Scan the listing and copy each line where the word "wall" is present.

*** GIVEN INFORMATION ***

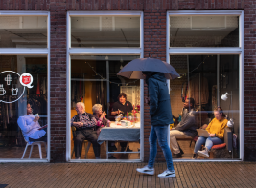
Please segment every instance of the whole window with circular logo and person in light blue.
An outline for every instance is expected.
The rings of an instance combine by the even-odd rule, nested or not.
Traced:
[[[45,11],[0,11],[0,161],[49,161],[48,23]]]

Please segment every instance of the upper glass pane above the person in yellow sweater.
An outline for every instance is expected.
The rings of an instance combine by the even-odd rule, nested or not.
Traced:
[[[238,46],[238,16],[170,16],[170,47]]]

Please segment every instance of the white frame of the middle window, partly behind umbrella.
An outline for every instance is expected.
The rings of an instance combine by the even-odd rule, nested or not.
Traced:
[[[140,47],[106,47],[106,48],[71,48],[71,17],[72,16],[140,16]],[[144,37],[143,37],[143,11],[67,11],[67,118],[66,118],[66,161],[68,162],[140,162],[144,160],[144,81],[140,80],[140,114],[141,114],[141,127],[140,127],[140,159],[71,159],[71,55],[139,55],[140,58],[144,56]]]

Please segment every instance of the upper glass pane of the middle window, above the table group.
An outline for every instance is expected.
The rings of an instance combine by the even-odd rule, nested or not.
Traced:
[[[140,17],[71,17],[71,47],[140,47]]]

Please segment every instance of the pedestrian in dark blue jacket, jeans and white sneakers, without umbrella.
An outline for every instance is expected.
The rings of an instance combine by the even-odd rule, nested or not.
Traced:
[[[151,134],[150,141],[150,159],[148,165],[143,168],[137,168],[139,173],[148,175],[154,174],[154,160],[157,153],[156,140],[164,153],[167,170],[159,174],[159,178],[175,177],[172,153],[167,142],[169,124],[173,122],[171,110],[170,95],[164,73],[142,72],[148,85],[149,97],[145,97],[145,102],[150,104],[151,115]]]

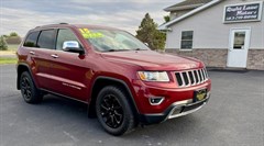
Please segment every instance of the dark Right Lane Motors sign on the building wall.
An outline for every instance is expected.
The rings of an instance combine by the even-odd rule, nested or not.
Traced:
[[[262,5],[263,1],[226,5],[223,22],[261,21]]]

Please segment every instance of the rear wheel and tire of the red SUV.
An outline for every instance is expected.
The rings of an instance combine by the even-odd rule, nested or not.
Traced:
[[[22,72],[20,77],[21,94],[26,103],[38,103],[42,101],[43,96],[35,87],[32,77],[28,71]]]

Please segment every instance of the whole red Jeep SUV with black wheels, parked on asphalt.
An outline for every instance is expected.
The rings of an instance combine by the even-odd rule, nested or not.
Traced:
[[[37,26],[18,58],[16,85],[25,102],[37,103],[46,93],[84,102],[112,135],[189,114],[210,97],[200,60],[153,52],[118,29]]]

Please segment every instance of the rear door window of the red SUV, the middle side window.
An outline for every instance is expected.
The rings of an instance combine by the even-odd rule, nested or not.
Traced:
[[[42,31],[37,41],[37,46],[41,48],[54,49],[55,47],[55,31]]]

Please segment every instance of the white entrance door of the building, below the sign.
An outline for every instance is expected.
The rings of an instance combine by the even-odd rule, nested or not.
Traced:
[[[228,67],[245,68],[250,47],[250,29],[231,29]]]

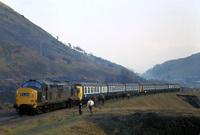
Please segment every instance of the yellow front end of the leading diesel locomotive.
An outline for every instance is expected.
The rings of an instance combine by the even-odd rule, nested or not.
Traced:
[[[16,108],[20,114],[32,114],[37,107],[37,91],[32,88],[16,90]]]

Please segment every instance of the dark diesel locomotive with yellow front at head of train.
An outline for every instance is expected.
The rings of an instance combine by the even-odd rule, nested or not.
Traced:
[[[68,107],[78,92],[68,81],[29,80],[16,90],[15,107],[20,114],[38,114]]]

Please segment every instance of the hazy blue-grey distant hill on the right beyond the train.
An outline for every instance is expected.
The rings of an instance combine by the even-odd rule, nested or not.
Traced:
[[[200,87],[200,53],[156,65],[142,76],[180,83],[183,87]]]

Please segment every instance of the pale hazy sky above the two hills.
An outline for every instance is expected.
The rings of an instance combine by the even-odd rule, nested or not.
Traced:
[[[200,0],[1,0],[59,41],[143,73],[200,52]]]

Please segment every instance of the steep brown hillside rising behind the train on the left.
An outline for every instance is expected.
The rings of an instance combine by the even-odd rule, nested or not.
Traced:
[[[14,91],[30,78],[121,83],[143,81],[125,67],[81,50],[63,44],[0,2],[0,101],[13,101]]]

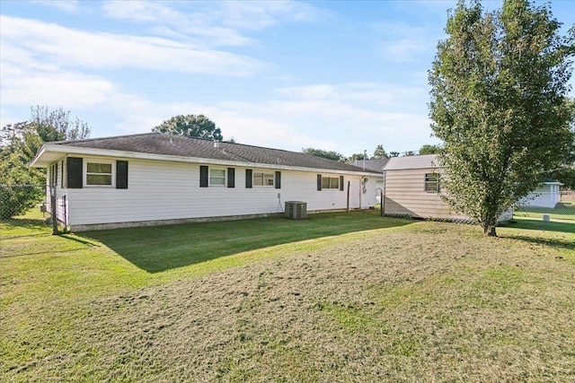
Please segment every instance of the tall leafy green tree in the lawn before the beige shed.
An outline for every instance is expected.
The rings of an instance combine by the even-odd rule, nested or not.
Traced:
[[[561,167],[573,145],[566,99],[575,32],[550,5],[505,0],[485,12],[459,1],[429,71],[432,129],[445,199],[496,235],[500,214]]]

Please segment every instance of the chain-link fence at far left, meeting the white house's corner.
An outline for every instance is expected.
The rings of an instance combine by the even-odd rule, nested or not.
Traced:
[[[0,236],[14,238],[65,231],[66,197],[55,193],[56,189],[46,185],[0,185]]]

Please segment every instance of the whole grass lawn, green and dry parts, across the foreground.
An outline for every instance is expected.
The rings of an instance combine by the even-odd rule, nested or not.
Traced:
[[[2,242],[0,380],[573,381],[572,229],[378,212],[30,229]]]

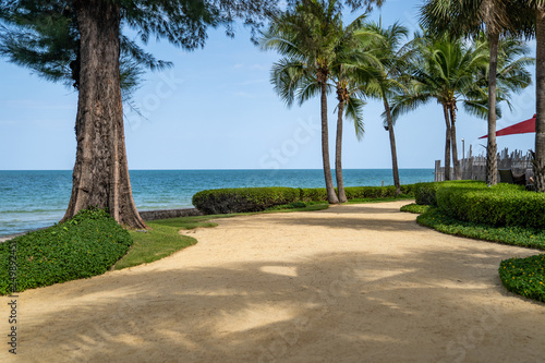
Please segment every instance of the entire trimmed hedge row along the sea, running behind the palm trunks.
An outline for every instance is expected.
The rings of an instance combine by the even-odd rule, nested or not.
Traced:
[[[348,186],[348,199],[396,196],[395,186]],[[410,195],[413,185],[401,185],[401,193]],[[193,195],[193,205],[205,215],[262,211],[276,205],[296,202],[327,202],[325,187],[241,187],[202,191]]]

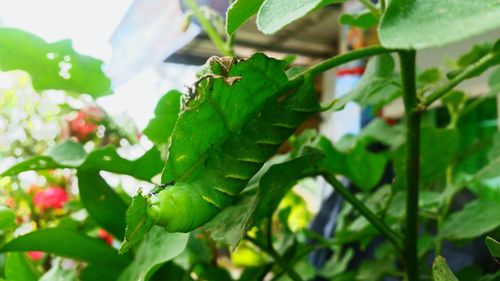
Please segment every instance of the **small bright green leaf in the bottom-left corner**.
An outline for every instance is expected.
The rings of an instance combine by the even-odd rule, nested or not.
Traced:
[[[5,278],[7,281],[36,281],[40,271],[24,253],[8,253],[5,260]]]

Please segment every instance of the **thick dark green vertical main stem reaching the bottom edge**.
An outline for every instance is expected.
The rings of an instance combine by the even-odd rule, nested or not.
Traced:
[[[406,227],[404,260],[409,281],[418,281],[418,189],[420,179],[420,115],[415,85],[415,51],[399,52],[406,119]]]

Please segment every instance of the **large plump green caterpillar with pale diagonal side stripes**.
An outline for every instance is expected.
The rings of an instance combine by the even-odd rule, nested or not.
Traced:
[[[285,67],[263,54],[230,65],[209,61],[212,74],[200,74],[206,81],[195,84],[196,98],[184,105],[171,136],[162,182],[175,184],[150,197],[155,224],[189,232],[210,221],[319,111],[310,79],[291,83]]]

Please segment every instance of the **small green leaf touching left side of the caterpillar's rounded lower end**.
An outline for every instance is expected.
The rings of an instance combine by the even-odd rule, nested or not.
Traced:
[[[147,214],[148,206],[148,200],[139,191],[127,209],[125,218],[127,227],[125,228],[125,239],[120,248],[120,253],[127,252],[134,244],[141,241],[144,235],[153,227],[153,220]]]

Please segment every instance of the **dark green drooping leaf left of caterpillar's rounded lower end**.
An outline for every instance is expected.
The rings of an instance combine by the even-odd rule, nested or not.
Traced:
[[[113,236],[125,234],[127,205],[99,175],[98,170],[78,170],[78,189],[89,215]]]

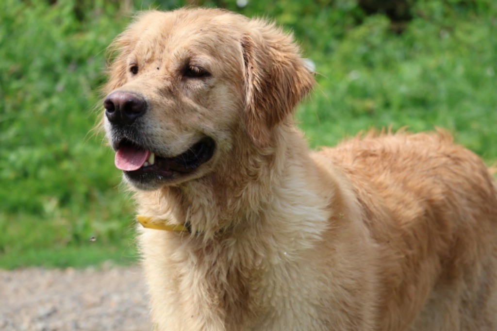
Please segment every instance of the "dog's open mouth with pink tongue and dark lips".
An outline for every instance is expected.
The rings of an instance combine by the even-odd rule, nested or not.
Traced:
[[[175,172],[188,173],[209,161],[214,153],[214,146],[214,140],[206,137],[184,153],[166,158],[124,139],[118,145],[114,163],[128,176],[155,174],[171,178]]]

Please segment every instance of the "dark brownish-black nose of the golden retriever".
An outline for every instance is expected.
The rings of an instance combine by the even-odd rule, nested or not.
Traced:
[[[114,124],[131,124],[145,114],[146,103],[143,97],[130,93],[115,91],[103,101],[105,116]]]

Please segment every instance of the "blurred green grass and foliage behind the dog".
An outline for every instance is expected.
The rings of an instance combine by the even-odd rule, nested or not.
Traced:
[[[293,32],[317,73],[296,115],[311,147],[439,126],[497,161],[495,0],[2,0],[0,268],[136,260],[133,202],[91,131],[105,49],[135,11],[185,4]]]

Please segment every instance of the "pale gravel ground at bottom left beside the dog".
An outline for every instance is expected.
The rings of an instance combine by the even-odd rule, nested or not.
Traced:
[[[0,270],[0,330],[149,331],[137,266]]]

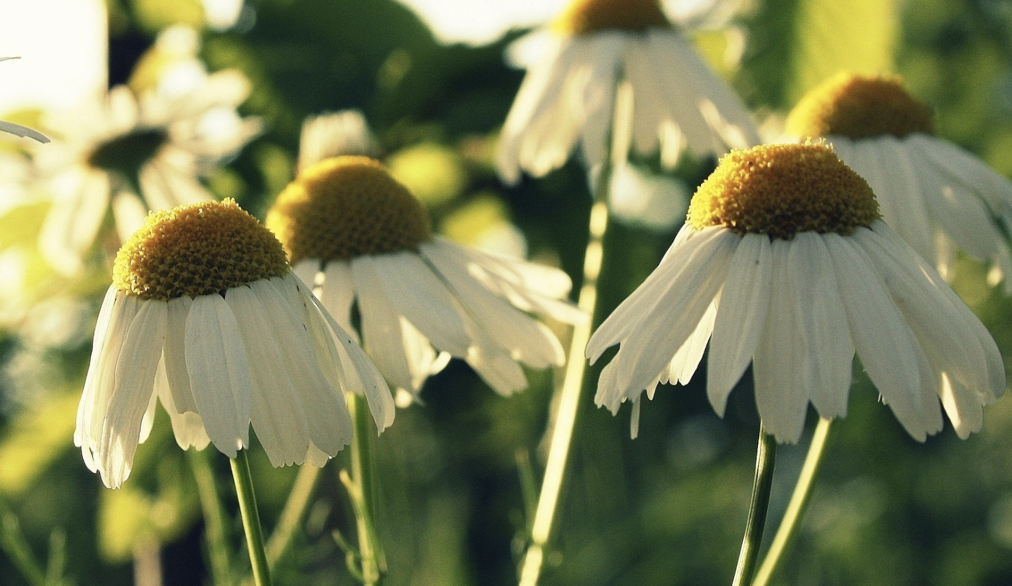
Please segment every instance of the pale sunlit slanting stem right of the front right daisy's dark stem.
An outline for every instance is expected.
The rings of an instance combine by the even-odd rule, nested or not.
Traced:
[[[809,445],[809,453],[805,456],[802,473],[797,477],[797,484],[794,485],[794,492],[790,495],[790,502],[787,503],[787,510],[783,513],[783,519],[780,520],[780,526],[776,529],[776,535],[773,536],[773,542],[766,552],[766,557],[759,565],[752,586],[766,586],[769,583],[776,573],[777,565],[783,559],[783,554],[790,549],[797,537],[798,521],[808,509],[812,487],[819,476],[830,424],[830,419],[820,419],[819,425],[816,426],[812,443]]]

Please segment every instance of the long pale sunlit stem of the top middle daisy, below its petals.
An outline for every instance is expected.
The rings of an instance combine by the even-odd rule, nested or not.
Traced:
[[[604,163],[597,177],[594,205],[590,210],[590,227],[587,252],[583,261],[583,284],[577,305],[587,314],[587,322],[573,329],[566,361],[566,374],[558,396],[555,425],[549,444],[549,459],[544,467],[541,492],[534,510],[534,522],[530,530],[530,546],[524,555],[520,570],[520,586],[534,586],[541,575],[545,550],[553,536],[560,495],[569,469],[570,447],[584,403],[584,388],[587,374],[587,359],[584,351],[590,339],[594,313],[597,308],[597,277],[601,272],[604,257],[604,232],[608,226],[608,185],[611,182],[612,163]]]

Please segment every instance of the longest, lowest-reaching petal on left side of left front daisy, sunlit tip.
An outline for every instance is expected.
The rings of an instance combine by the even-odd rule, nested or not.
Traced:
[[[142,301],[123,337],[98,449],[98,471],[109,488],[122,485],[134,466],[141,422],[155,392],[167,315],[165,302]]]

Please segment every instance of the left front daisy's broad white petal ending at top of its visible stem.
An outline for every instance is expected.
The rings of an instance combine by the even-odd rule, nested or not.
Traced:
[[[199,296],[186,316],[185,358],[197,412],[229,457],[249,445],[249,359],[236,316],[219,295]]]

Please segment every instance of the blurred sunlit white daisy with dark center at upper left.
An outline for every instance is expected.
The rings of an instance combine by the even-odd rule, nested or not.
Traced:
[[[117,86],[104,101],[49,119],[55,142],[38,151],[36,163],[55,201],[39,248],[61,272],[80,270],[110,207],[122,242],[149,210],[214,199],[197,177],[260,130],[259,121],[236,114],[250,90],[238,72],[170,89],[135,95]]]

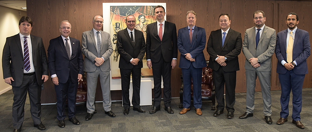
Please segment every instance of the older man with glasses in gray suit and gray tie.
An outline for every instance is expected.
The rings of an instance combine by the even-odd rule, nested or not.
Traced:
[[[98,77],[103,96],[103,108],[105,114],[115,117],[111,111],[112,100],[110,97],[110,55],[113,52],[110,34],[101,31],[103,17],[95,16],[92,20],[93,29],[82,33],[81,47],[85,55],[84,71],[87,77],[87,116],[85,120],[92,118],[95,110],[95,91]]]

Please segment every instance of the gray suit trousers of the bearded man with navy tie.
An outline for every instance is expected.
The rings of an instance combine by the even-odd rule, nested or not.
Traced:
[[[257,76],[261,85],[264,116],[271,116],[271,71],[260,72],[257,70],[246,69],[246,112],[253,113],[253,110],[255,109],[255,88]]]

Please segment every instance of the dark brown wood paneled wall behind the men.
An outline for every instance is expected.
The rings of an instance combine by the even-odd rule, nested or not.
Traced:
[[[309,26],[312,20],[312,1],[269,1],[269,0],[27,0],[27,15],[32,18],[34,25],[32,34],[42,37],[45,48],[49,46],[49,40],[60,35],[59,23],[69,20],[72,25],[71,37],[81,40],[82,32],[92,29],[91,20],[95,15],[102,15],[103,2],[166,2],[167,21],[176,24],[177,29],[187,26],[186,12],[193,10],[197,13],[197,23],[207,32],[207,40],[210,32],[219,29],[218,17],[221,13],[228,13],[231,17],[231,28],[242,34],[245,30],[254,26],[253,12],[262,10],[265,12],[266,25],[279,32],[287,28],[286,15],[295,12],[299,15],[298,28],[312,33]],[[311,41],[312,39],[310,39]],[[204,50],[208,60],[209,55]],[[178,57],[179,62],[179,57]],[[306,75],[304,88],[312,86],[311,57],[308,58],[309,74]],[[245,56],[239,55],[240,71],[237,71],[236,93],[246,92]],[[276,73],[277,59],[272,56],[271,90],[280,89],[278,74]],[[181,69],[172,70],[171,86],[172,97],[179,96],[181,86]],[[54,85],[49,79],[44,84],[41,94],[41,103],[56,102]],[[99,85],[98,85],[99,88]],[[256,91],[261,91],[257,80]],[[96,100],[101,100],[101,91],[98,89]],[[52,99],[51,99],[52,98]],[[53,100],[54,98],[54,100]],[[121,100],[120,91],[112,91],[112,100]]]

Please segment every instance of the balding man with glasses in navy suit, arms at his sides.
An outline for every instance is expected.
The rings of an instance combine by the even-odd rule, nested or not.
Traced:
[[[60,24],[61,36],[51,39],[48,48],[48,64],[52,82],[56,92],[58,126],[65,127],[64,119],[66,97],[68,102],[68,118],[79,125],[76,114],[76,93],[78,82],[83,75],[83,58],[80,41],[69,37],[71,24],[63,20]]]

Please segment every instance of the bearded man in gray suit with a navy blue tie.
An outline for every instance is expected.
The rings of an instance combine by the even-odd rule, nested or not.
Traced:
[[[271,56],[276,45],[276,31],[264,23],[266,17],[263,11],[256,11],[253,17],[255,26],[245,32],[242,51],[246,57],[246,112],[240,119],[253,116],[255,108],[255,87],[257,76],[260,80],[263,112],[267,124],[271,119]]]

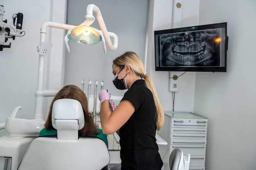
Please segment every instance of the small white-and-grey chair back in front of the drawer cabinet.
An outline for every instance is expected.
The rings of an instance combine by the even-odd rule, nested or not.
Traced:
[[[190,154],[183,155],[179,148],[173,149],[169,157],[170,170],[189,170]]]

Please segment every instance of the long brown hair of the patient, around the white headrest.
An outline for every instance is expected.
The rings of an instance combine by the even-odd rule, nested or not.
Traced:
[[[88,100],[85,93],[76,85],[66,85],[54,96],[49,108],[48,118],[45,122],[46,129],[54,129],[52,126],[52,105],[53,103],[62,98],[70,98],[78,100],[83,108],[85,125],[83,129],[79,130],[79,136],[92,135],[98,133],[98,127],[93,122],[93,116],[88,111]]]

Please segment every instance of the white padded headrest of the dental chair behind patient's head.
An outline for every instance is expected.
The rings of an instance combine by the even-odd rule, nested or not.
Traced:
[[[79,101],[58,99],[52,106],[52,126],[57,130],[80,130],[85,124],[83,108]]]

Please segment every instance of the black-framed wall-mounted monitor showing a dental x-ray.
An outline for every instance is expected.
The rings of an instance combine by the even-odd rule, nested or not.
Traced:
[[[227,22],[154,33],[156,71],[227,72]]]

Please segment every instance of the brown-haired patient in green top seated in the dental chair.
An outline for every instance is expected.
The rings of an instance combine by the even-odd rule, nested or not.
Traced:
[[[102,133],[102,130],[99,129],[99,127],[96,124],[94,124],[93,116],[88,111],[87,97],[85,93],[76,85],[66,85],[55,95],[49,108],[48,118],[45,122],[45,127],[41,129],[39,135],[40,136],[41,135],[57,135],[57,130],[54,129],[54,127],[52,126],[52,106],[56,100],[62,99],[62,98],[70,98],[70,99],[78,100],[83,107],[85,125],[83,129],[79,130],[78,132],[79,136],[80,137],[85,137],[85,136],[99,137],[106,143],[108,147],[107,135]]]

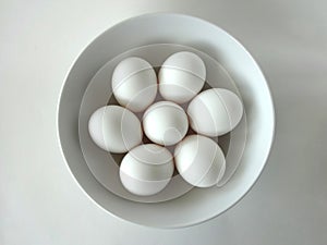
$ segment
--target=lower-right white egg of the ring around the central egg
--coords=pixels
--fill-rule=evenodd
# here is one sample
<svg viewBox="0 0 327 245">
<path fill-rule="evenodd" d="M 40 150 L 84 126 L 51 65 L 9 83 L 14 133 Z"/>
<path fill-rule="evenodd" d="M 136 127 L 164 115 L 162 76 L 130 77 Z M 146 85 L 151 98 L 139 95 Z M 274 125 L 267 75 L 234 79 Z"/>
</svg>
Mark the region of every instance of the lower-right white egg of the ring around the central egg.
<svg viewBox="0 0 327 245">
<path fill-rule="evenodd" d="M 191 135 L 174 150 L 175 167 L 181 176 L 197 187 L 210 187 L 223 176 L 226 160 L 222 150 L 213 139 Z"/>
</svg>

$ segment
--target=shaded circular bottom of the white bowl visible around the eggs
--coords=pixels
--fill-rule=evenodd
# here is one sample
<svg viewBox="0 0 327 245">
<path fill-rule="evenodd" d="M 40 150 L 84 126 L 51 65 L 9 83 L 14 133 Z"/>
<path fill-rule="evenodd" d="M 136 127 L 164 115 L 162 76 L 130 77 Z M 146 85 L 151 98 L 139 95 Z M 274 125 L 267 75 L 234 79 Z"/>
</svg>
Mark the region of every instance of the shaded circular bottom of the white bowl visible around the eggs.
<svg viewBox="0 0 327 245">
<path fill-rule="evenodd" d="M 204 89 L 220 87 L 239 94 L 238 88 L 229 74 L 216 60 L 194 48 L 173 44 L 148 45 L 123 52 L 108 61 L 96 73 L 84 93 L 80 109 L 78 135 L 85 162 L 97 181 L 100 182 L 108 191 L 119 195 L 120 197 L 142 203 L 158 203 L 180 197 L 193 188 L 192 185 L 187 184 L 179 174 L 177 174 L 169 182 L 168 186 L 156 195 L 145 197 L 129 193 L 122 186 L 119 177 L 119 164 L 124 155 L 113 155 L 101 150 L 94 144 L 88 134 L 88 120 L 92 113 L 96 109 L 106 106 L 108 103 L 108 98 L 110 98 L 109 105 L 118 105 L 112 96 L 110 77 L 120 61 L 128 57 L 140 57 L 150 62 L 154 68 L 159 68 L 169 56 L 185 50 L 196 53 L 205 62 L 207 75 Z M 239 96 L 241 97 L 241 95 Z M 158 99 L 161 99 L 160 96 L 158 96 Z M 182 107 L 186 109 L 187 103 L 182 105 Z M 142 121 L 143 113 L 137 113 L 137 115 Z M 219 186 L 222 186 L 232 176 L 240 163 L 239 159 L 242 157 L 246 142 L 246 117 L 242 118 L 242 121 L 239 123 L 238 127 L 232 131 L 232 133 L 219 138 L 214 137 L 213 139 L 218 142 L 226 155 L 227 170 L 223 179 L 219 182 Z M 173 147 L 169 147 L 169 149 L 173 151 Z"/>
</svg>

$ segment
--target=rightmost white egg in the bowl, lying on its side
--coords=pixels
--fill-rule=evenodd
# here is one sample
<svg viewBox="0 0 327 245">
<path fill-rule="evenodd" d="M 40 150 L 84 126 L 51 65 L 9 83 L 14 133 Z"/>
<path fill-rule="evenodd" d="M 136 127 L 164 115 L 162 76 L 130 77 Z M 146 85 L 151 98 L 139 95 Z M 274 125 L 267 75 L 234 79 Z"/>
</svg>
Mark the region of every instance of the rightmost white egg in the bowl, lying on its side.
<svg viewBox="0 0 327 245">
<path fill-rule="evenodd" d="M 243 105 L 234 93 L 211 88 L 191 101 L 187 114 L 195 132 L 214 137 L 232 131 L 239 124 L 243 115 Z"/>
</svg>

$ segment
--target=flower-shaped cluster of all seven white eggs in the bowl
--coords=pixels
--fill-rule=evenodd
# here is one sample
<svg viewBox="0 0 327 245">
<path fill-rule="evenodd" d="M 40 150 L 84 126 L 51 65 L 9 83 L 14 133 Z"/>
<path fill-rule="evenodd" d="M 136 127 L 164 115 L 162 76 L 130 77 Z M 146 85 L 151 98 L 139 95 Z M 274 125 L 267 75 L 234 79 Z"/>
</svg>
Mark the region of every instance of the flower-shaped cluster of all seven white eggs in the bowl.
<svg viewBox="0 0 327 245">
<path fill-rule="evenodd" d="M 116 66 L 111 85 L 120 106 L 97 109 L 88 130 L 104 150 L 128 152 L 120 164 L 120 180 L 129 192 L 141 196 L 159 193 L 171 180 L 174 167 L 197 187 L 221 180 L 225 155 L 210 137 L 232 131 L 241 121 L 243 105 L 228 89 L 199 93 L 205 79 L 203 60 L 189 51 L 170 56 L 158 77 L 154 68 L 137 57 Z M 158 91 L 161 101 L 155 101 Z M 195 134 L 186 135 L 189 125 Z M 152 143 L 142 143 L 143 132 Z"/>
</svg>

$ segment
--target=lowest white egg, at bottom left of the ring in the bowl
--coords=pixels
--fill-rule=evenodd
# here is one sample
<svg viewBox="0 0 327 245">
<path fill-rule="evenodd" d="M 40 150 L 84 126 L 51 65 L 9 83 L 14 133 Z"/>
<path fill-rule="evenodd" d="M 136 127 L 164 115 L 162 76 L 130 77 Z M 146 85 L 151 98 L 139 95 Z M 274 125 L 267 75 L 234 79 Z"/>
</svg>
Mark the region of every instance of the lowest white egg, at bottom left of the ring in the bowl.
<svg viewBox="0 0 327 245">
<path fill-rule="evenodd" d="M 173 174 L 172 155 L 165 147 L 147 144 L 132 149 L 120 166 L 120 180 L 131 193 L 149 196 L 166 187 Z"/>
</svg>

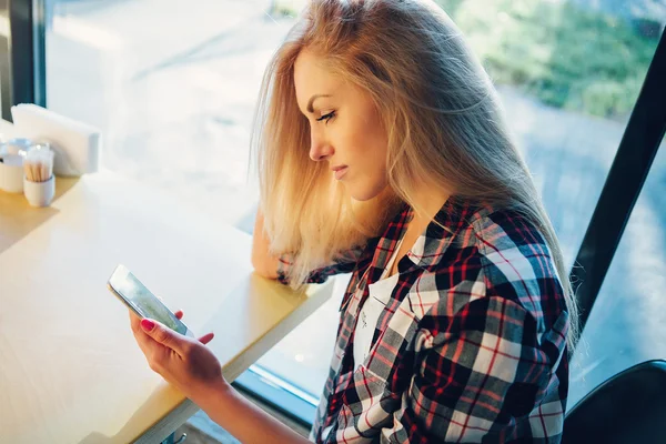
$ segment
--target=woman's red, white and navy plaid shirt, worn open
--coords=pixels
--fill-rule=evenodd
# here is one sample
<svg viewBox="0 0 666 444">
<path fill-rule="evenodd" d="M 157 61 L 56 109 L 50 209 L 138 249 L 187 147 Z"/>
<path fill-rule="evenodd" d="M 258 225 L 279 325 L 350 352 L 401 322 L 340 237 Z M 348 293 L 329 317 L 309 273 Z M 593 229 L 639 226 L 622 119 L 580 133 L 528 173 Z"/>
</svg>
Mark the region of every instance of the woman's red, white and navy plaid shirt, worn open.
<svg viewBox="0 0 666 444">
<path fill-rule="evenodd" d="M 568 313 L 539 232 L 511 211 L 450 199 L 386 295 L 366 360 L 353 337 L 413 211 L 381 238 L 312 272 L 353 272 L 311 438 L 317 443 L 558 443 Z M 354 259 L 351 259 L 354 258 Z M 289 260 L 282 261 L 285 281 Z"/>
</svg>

*** End of GIVEN INFORMATION ***

* _SOLUTION BELOW_
Please segment every instance of the dark Right Lane Motors sign on the building wall.
Please segment every instance of the dark brown wood paneled wall behind the men.
Please segment every instance of the black-framed wall-mounted monitor showing a dental x-ray.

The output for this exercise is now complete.